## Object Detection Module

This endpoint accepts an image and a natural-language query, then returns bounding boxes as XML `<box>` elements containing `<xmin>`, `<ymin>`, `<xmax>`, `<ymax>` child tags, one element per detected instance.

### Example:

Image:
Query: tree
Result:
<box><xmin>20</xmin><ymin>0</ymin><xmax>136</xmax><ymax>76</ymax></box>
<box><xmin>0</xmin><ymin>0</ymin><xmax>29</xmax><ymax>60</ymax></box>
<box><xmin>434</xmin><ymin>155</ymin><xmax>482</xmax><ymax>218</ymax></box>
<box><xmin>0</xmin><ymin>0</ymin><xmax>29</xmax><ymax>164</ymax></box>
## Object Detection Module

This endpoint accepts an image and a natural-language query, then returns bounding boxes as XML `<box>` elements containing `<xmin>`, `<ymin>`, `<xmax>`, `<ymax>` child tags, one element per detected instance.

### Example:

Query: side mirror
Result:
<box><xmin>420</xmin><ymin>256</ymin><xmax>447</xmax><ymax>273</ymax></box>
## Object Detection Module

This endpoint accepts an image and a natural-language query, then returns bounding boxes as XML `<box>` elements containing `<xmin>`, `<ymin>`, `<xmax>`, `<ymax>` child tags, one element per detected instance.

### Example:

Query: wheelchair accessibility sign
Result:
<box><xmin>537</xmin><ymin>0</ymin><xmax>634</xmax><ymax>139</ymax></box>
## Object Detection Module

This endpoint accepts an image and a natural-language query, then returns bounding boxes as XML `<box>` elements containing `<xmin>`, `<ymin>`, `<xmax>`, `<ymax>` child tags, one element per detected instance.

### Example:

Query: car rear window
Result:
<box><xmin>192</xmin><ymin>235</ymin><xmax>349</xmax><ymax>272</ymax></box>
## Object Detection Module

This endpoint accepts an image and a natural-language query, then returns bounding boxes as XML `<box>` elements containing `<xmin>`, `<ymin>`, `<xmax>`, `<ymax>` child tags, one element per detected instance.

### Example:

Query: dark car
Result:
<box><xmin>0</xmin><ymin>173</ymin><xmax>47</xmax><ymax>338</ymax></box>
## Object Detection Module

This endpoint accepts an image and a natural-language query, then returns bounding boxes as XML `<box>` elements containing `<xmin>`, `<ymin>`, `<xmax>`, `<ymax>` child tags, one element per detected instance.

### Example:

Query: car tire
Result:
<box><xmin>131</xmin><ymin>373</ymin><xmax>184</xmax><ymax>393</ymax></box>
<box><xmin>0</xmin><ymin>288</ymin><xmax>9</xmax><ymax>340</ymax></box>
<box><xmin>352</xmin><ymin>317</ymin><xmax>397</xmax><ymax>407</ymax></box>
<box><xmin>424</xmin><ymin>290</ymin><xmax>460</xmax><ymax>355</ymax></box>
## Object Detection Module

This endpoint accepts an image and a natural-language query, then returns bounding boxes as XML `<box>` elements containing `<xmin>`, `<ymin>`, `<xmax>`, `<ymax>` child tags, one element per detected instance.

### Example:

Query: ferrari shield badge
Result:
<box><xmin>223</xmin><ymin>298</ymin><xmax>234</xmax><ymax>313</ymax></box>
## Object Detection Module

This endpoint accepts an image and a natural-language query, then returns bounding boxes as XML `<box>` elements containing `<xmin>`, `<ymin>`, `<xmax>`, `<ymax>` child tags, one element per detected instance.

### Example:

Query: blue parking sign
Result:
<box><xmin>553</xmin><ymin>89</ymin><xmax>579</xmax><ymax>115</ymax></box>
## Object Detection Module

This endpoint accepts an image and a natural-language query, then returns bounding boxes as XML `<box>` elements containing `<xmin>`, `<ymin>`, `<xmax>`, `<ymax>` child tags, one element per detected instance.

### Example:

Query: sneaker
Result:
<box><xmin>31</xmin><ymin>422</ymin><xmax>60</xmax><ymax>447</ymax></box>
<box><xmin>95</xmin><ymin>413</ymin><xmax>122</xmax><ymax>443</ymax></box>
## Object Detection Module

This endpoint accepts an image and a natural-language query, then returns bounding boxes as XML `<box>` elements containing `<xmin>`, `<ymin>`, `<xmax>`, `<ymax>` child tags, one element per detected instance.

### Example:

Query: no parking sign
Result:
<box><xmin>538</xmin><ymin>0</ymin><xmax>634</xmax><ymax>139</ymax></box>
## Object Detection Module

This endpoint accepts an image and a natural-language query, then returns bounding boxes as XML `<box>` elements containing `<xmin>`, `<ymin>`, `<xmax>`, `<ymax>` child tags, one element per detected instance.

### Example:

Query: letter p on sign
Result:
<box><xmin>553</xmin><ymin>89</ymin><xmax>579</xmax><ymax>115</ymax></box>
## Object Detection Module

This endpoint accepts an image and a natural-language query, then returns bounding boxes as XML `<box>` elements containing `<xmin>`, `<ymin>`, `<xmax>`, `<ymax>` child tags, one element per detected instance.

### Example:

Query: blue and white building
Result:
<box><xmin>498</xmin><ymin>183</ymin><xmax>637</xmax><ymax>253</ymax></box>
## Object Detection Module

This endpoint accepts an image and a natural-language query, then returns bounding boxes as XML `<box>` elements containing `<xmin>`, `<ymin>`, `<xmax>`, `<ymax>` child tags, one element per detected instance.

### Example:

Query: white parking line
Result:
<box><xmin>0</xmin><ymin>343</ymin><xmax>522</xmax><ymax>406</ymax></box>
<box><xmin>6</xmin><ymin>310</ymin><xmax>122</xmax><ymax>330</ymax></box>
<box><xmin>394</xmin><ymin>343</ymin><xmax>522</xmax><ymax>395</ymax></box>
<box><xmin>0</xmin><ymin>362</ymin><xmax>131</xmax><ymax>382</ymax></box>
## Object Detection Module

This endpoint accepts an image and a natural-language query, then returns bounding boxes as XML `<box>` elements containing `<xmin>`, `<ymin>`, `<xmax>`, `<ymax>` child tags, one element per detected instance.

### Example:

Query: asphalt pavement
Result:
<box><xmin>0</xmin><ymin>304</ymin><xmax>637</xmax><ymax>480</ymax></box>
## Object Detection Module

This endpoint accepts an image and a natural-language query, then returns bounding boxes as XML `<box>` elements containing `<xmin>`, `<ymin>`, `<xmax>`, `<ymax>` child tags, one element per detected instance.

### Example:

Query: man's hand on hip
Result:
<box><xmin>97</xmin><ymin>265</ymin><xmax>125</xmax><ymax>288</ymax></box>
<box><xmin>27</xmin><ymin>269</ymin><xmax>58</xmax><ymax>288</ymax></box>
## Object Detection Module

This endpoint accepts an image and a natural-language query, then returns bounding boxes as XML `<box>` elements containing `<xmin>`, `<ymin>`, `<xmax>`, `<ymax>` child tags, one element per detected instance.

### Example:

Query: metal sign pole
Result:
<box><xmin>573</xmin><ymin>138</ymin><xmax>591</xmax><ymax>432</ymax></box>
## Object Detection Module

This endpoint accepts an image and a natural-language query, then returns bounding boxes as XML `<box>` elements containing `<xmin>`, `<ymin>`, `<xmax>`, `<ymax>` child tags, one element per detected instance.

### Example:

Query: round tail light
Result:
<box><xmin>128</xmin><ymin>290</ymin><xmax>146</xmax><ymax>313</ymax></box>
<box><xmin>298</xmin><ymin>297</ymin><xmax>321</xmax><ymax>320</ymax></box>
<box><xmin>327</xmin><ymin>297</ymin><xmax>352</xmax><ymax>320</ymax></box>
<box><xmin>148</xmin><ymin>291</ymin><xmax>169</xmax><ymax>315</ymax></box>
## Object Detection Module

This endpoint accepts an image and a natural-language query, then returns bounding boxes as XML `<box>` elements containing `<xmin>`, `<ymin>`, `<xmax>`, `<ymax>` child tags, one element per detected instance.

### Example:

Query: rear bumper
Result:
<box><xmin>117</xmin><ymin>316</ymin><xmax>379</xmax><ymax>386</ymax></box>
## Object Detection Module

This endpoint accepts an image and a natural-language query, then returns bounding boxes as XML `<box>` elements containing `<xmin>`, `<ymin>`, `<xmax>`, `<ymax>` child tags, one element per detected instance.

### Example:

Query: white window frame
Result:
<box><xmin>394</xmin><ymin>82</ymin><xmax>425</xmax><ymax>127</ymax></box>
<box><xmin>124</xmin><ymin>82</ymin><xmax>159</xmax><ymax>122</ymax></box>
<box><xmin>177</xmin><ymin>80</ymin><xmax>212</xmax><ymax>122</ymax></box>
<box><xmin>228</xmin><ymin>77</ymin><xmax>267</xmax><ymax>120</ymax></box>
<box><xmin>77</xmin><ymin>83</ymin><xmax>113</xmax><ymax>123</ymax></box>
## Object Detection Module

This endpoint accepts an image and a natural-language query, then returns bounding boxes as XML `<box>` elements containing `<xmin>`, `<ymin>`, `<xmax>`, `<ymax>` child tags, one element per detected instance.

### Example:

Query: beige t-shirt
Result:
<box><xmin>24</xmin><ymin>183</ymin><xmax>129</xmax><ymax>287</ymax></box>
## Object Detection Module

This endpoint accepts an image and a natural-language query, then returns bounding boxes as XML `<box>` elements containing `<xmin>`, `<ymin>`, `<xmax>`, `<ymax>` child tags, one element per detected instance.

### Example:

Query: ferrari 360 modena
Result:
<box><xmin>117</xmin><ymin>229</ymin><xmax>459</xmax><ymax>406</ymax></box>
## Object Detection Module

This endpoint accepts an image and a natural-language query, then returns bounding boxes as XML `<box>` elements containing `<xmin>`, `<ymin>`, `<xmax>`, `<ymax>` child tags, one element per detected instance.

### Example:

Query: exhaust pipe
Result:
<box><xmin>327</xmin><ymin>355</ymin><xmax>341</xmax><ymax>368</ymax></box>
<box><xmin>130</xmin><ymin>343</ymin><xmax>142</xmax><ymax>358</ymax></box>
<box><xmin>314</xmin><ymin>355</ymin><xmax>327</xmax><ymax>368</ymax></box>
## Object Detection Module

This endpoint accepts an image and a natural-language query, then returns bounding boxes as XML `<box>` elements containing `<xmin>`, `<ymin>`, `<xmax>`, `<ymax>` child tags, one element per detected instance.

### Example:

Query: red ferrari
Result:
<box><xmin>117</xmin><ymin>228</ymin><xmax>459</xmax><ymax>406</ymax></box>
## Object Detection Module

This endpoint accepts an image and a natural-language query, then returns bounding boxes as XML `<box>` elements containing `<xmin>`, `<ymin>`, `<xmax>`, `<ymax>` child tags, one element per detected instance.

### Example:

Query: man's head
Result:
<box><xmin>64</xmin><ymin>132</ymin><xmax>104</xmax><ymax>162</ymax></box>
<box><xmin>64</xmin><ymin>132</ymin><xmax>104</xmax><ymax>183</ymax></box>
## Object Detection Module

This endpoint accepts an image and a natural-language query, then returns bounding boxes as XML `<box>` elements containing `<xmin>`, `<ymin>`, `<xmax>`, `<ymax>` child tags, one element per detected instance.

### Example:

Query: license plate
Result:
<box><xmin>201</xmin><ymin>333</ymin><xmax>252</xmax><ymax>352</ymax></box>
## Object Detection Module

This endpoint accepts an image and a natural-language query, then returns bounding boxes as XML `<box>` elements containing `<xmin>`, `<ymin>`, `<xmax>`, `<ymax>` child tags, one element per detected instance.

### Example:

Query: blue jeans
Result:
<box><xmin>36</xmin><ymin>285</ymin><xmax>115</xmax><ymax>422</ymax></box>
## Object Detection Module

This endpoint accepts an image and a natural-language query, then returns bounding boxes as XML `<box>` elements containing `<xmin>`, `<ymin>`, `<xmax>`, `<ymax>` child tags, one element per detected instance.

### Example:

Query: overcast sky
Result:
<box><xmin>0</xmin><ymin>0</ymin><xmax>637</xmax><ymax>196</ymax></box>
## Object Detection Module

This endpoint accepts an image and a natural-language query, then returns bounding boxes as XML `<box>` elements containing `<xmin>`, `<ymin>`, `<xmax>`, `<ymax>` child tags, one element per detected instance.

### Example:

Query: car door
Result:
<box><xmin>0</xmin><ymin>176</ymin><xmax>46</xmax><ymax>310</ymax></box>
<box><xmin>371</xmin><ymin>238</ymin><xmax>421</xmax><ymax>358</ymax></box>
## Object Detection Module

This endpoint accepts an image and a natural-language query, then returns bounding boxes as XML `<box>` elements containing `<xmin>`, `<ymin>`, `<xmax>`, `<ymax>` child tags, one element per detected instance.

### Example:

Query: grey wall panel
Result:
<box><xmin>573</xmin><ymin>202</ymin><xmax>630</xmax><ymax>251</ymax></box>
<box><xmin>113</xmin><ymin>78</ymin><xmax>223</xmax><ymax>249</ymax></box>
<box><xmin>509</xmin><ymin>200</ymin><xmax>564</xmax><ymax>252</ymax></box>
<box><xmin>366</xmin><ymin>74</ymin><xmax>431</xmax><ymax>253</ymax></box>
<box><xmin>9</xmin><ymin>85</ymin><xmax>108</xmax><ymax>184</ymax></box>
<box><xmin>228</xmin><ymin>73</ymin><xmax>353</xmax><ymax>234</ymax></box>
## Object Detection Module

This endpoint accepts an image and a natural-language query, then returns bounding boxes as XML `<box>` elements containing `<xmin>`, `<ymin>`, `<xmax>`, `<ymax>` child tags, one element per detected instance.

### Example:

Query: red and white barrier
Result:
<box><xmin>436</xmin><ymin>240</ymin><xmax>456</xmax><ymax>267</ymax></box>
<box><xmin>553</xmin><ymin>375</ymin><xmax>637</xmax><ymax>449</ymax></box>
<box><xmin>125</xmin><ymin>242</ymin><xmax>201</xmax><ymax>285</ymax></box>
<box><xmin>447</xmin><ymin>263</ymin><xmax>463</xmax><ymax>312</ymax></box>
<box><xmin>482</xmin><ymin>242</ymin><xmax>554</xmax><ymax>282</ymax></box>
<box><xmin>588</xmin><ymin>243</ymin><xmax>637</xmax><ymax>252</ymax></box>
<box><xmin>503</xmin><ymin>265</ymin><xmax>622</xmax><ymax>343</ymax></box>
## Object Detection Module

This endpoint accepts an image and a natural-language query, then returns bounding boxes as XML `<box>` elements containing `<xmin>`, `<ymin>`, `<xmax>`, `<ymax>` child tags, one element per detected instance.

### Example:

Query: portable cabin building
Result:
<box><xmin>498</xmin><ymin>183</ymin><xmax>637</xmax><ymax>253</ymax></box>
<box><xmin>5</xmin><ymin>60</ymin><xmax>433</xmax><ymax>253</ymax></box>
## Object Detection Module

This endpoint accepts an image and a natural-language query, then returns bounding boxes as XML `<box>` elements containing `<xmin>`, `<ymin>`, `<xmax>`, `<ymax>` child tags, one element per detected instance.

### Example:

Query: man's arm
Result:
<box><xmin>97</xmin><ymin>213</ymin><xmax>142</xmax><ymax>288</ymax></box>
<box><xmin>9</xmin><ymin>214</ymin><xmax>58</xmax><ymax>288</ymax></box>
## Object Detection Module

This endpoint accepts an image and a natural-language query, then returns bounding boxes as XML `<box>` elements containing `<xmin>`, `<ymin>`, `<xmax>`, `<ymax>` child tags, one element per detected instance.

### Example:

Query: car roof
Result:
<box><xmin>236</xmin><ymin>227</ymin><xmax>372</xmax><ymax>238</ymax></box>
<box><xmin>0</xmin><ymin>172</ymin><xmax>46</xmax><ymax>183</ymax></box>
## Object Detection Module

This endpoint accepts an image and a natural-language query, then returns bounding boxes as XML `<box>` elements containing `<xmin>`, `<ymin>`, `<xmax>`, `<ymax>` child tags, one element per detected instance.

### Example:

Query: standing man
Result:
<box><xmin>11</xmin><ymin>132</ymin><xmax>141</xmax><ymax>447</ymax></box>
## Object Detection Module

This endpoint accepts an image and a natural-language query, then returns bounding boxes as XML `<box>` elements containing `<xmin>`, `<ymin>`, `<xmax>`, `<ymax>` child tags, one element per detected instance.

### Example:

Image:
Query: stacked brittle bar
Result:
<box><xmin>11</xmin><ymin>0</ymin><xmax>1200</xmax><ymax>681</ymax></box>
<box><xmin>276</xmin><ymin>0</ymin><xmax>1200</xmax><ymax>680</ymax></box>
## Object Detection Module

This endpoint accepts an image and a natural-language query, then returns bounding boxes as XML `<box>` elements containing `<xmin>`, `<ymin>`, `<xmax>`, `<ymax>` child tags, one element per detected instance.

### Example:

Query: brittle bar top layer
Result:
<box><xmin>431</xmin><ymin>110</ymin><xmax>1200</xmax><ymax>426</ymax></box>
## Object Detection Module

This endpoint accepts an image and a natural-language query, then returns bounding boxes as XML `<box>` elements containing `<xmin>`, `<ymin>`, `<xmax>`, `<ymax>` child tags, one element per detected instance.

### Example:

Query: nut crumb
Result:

**Set task:** How many lines of the listing above contain the string "ferrari"? Case counts. Reply with the number only.

**Task output:** 3